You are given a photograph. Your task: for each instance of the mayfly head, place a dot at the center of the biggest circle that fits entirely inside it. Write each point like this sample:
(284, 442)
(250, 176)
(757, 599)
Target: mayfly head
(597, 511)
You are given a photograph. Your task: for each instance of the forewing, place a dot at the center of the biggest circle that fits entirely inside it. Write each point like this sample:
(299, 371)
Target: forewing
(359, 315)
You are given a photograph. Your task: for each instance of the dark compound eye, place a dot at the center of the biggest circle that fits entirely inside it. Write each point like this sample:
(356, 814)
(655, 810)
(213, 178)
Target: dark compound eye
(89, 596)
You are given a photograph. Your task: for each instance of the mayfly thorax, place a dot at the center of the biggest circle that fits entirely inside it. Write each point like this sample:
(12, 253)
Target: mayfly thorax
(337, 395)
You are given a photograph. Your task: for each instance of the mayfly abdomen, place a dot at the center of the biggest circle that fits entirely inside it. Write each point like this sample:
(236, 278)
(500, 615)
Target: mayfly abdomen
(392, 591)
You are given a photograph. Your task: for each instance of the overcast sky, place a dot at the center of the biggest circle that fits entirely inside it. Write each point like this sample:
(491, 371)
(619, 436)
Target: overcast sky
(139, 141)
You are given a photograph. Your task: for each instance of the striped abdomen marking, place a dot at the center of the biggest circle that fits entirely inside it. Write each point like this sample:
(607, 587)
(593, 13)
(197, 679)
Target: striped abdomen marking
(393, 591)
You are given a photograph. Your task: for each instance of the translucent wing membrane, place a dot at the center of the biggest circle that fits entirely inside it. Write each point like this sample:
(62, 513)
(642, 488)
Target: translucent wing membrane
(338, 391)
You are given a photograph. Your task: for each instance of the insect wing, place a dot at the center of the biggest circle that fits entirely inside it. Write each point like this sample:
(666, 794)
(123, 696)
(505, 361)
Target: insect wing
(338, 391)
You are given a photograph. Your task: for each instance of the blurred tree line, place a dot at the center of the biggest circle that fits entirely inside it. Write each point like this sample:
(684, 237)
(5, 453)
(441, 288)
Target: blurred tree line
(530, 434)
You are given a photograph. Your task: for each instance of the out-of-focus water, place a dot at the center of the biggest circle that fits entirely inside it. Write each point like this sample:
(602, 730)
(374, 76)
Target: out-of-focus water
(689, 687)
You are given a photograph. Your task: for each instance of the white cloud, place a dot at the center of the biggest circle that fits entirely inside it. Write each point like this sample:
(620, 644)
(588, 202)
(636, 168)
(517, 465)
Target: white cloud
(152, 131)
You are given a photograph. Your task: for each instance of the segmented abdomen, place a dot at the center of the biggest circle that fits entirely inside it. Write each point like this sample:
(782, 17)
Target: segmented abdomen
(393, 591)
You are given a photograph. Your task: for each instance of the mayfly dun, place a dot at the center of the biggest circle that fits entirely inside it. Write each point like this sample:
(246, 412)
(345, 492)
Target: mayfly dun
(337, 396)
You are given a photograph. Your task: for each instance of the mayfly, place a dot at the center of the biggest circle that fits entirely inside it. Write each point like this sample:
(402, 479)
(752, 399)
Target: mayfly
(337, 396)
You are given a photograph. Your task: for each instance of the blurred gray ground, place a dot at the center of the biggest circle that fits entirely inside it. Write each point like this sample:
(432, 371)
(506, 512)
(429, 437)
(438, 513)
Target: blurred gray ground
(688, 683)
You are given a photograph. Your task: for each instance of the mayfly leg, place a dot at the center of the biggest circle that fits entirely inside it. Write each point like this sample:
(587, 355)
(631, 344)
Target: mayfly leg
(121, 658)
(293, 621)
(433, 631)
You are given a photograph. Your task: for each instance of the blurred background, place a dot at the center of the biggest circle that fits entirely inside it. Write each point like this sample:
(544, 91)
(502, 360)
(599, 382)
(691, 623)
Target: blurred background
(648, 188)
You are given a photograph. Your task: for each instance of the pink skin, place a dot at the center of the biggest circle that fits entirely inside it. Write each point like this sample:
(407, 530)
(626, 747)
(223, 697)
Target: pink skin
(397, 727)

What to work on –
What is needed is a word-for-word restatement of all the data.

Task output –
You are given a photograph. Your task: for each instance of the mayfly head, place a dot at the center of the biggest circle that fits entirely inside it. Write each point like this sample:
(284, 442)
(250, 176)
(757, 599)
Target: mayfly head
(597, 511)
You are given a photograph. Your task: for each instance of the forewing, place a dot at the center of the biggest circle that fits entirely inside it. Write each point like this sample:
(299, 371)
Target: forewing
(359, 315)
You are given a photograph. Your task: for each instance of the dark compound eye, place a dot at the center of the biggest circle that fits entirely inside it. Write each point like this sample:
(356, 814)
(655, 810)
(213, 178)
Target: dark compound eye
(89, 596)
You are given a photograph. Your task: for each instance of the mayfly thorax, place a dot at the center of the biggest circle that fits entirely inside it. Write each point like this sample:
(12, 253)
Target: mayfly thorax
(337, 395)
You are given a photograph. Your task: for each instance of the mayfly abdomen, place a dot at the center of the biggest circle that fits entirely inside it. Write each point like this sample:
(236, 278)
(500, 615)
Target: mayfly abdomen
(392, 591)
You are given a photograph. Your task: for each instance of the overcast sky, place a dot at the center of the biggest circle that fits entirely inside it. Write each point like this sample:
(491, 371)
(619, 436)
Target: overcast sky
(139, 141)
You are given a photograph. Your task: for each instance of the striped abdomen marking, place a dot at the center of the biggest circle that fits entirely inside it. Write each point like this sample:
(607, 587)
(593, 13)
(197, 679)
Target: striped abdomen marking
(393, 591)
You are given a photograph. Your task: for each instance of the translucent wing membrane, place a dot at the center of the biggest circle that fits entirely inside it. Write each point like this sample:
(62, 513)
(642, 488)
Target: translucent wing membrane
(338, 391)
You are given a photograph. Your task: for each instance of the insect wing, place a dot at the center of the biggest circle that fits entirely inside it. Write each point like this sample:
(666, 794)
(123, 696)
(505, 361)
Target: insect wing
(338, 391)
You are given a photograph. Your task: for each instance of the blurred tree line, place a dot at the center of the biggest circle that fits entirely inside it. Write each point like this sample:
(684, 237)
(5, 453)
(441, 288)
Target: blurred tree line
(530, 434)
You are given a photograph. Your task: for each instance of the out-of-focus water, place a dot at the center of the biggest circle that fits entirely inside it. Write each point like this sample:
(602, 730)
(374, 76)
Target: out-of-focus water
(689, 687)
You are given a photograph. Your task: for each instance of the white cloud, place a dot at the center of the biggest circle that fits entirely inside it. Write each point like this sample:
(620, 644)
(588, 202)
(636, 168)
(517, 465)
Target: white cloud
(152, 131)
You are given a photograph. Your task: for each instance of the segmented abdomen, place a dot at the center of the biggest circle that fits entirely inside it. Write each point like this sample:
(782, 17)
Target: segmented abdomen
(393, 591)
You are given a photograph. Your task: for each instance of the mayfly dun, place a dot at the center of the biggest circle that fits entirely inside it. Write each point like this sample:
(246, 412)
(345, 492)
Target: mayfly dun
(337, 396)
You are given a photograph. Your task: for each instance of the mayfly, place a dot at the center of the biggest circle that fits entirely inside it. Write each point like this sample:
(402, 479)
(752, 399)
Target: mayfly
(337, 396)
You are given a photograph. Your task: for each instance of the blurred gray ground, place a dot at the center of the biggest circle that fits entirely inside it. Write each point like this sample:
(432, 371)
(506, 512)
(429, 437)
(438, 513)
Target: blurred gray ground
(688, 683)
You are given a photograph. Your task: for each instance of the mayfly leg, place a dot at the center of the biggest circle that fits entirely inside it. Write each point like this sample:
(587, 355)
(631, 344)
Target: mayfly leg
(121, 658)
(293, 621)
(433, 631)
You are given a photograph. Your task: for each instance of the blurred background, place a dot at the center of the biggest circle that fits entirely inside it. Write each point like this sample:
(544, 91)
(502, 360)
(599, 382)
(691, 623)
Target: blurred background
(648, 188)
You are given a photograph. Your task: for each instance of the pink skin, place a dot at the center of the biggest circle that fits entirely inside it. Write each point like this sample:
(407, 530)
(626, 747)
(223, 697)
Target: pink skin
(397, 727)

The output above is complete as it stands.